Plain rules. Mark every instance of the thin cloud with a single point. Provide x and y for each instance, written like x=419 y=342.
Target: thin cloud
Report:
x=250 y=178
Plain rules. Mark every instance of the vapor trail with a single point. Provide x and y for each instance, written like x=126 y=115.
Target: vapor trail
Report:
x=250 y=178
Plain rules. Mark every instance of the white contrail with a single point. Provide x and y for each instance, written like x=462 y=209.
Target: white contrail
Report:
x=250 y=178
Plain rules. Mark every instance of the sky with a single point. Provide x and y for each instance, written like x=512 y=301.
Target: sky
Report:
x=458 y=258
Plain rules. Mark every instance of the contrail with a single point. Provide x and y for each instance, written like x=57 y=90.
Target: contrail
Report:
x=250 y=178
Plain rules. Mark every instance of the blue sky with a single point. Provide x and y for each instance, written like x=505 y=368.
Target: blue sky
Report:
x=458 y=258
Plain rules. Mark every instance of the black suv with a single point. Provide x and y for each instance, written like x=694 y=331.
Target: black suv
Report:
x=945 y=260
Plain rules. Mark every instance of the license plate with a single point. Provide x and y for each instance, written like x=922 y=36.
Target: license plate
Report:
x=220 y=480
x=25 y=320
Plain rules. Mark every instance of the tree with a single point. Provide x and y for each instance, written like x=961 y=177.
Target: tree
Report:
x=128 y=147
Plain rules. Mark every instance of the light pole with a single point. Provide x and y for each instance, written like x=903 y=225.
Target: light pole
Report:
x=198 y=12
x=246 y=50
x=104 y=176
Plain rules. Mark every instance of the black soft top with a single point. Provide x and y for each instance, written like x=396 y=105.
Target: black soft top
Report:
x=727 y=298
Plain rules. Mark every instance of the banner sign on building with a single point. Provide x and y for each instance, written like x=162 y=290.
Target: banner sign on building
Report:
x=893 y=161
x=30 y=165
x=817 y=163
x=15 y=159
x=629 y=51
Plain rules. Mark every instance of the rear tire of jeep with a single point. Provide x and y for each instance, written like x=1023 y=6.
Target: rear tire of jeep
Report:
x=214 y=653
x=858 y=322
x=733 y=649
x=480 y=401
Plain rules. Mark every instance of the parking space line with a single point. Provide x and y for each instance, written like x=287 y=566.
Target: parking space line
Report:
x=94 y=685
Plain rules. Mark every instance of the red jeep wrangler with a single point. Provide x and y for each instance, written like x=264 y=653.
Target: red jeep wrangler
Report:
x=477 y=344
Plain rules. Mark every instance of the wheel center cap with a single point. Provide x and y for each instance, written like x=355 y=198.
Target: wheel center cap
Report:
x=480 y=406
....
GIVEN TASK | Copy the rows from the line containing "Plain rules. Mark every instance of the red" up to and including the last line of the rows. Leave the requests and their sample coordinates unchanged, but increase every x and y coordinate in the reported points by 50.

SOLUTION |
Plain rules. Mark every instance of the red jeep wrangler with a single point. Provide x and y for each instance, written like x=264 y=653.
Target: red jeep wrangler
Report:
x=527 y=394
Plain rules. Mark every instance of the wheel center cap with a single point. Provide x and y for each instance, written like x=355 y=198.
Target: wheel center cap
Report:
x=530 y=456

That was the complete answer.